Repeat all of the data exactly. Leave nothing out.

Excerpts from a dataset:
↓
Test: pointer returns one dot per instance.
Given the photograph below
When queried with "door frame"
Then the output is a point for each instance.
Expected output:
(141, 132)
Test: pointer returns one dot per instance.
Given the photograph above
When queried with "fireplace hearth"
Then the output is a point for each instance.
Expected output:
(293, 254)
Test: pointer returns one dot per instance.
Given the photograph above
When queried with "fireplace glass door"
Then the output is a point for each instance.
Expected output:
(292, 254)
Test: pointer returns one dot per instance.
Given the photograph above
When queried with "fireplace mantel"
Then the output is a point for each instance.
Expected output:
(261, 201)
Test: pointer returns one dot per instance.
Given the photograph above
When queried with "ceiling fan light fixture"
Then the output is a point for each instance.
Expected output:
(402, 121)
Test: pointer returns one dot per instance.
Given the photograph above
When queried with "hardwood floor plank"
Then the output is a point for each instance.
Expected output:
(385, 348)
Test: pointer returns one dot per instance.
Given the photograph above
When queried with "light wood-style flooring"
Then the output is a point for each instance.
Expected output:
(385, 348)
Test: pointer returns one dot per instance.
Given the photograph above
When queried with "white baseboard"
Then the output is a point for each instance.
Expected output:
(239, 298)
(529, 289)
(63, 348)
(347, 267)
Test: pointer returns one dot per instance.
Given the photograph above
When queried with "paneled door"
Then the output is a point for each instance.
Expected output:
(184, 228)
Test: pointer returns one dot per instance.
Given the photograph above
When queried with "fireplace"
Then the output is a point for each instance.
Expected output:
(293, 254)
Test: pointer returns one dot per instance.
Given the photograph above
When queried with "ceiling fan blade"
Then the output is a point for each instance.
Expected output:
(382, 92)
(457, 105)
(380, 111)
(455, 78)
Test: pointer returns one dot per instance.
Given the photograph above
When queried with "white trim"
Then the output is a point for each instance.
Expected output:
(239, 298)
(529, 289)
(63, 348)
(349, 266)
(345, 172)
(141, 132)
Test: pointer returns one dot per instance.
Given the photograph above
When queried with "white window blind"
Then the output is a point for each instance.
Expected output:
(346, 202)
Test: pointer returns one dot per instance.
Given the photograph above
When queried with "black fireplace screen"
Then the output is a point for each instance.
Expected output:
↑
## EXERCISE OUTPUT
Test: pointer returns one dot per instance.
Given the photograph below
When queried with "door frame"
Then the output is a point for each instance.
Expected output:
(141, 132)
Test: pointer returns one dot per instance.
Given the photograph above
When queried with "fireplace hearth"
Then the output is a point for each instance.
Expected output:
(293, 254)
Test: pointer returns one dot per instance.
Given the photograph above
When queried with "fireplace glass door"
Then the output is a point for each instance.
Expected output:
(292, 254)
Test: pointer returns one dot per instance.
Given the photograph above
When queried with "fireplace mantel"
Then the output is a point for each instance.
Expected output:
(261, 201)
Test: pointer returns one dot per instance.
Given the photograph above
When queried with "ceiling fan light fixture"
Then the output is a point for each instance.
Expected output:
(402, 121)
Test: pointer returns one dot per instance.
Given the photograph above
When queried with "hardwood floor plank"
Then the output is a point for each instance.
Expected output:
(385, 348)
Test: pointer returns one dot per instance.
Given the photograph above
When queried with "light wood-style flooring"
Then the output is a point for each instance.
Expected output:
(385, 348)
Test: pointer returns one dot per instance.
Given the photograph above
When queried with "white baseboard"
Then the output is a point for each instance.
Expected output:
(239, 298)
(529, 289)
(63, 348)
(347, 267)
Test: pointer returns one dot per instance.
Given the photograph above
When queried with "paneled door"
Then the output is a point for each instance.
Expected output:
(184, 228)
Test: pointer returns one dot per instance.
Given the photograph above
When queried with "fireplace"
Then the output is a point for each instance.
Expected output:
(293, 254)
Test: pointer returns one dot per instance.
Given the photograph above
When queried with "ceiling fan blade"
Then the output is a point for each instance.
Expected output:
(382, 92)
(457, 105)
(380, 111)
(455, 78)
Test: pointer returns one dot per instance.
Given the photograph above
When queried with "white trim"
Then the output is a point for each instance.
Expected output:
(239, 298)
(529, 289)
(63, 348)
(349, 266)
(345, 172)
(141, 132)
Test: pointer returns one dot per instance.
Given the photograph above
When queried with "white window blind"
Then the output is a point for each instance.
Expected output:
(346, 202)
Test: pointer returns one dot per instance.
Given the photograph above
When queried with "black fireplace screen"
Then the output is a point for each instance.
Expected output:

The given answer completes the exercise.